**Source material**
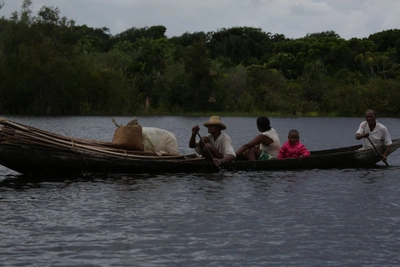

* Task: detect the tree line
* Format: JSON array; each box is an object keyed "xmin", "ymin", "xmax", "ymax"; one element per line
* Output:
[{"xmin": 0, "ymin": 0, "xmax": 400, "ymax": 117}]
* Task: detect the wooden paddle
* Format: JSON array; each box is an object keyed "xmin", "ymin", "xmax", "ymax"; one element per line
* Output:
[
  {"xmin": 367, "ymin": 136, "xmax": 389, "ymax": 167},
  {"xmin": 197, "ymin": 133, "xmax": 214, "ymax": 160}
]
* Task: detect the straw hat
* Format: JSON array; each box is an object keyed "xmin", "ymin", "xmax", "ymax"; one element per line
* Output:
[{"xmin": 203, "ymin": 116, "xmax": 226, "ymax": 130}]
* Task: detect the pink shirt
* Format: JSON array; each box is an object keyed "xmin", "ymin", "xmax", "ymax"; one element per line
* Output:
[{"xmin": 278, "ymin": 141, "xmax": 310, "ymax": 159}]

**Exercise objective**
Please update all of these lines so that "wooden paddle" becomes "wooden oar", keeping everything else unchanged. Leave the pictures out of your answer.

**Exercise solution**
* Task: detect the tree line
* Format: JSON array; each box is an object keyed "xmin", "ymin", "xmax", "ymax"; one element per line
* Output:
[{"xmin": 0, "ymin": 0, "xmax": 400, "ymax": 117}]
* Task: detect the wooden oar
* Format: JSON array; each box is an object keyed "xmin", "ymin", "xmax", "ymax"; one element per line
* Output:
[
  {"xmin": 367, "ymin": 136, "xmax": 389, "ymax": 167},
  {"xmin": 197, "ymin": 133, "xmax": 214, "ymax": 160}
]
* Task: detect the straw hat
* Format: JSON array; each box is an object keyed "xmin", "ymin", "xmax", "ymax"; one element per line
* Output:
[{"xmin": 203, "ymin": 116, "xmax": 226, "ymax": 130}]
* Task: detect the pink shirt
* Format: JSON array; each box is an object keyed "xmin", "ymin", "xmax", "ymax"; one element per line
* Output:
[{"xmin": 278, "ymin": 141, "xmax": 310, "ymax": 159}]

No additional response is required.